• **SELECTED EXTRACT**
<<<<
Remember that although you are going out to exercise, your expedition is also a training opportunity. If your horse is worried about a particular object or obstacle, be patient. You may want to allow him to investigate it until he is convinced it is not a big deal, or you may choose to keep him in motion and his attention on what you are asking him to do. Act as if the object is of no real interest or concern, rather than allowing him to get himself worked up. Work with him at a comfortable distance from the object (ask him to move his hips over, lower his head, and make small requests that will help him transfer his focus to you). With time, fewer and fewer obstacles will spook him. He’ll learn to take his cues from you.

When leaving buddies behind in the pasture, some horses will challenge your ground control of them. Be prepared to work through panic behaviors, such as kicking, rearing, jerking, and attempting to pull away. Focus on moving your horse’s feet, changing directions, and speeding up his feet until he gets emotional control and turns his attention back to you. Concentrate on what you want your horse to do, not on the negative behavior, and be sure to keep yourself out of harm’s way. For more information on dealing with dangerous separation anxiety, see “Ask Perfect Horse” in the April 2008 issue.

Similarly, remember that as you return home from your workout, your horse may anticipate and try to hurry. A wise horseperson will go a short distance past home and then turn around and head back to the barn to prevent barn sour habits from forming.

Of course, these outings also have social implications, too. When you stop to speak with passersby and neighbors, it’s good practice for your horse to stand still and be patient. The ability to stand quietly and calmly is an essential skill for any horse. Take advantage of the opportunity to refine it. Stroke your horse. Give him slack. Make it pleasant. What’s more, your horse needs to stand quietly while traffic or other obstacles pass, so work on standing still when you’re at home and whenever the opportunity presents itself in a safe setting.

You should also be able to lead your horse from both sides. This will take lots of practice. When you put your horse on one side, he should stay there and not try to trot circles around you. At first, standing and leading from the “off-side” will feel awkward.

Mix It Up, Add Some Fun
Begin to increase the distance and/or speed of your workout. Take a look at your journal. Add up the mileage you cover over the weeks and months. How fast should you be equi-cizing? How much distance do you want to cover? How much variation do you want to build into your plan? Answers to these questions will depend on your commitment to exercise and your goals for you and your horse.

Your horse will learn to look to you for clues when to start walking or trotting and when to stop. Later on, you might notice him speeding his feet up and slowing them down in time to your feet. Make a game of it-can the horse read your body language and transition directly to a trot from a standstill? Can he learn to slow and stop in coordination with your body?
>>>>
Reproduce word for word the part of the text on exercising a horse from the ground that runs from "When leaving buddies" up to and including "April 2008 issue.".

• **INFORMATION SHOWN**
<<<<
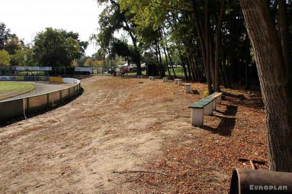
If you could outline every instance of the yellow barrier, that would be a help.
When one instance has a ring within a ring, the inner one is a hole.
>>>>
• **ANSWER FOR THIS EXERCISE**
When leaving buddies behind in the pasture, some horses will challenge your ground control of them. Be prepared to work through panic behaviors, such as kicking, rearing, jerking, and attempting to pull away. Focus on moving your horse’s feet, changing directions, and speeding up his feet until he gets emotional control and turns his attention back to you. Concentrate on what you want your horse to do, not on the negative behavior, and be sure to keep yourself out of harm’s way. For more information on dealing with dangerous separation anxiety, see “Ask Perfect Horse” in the April 2008 issue.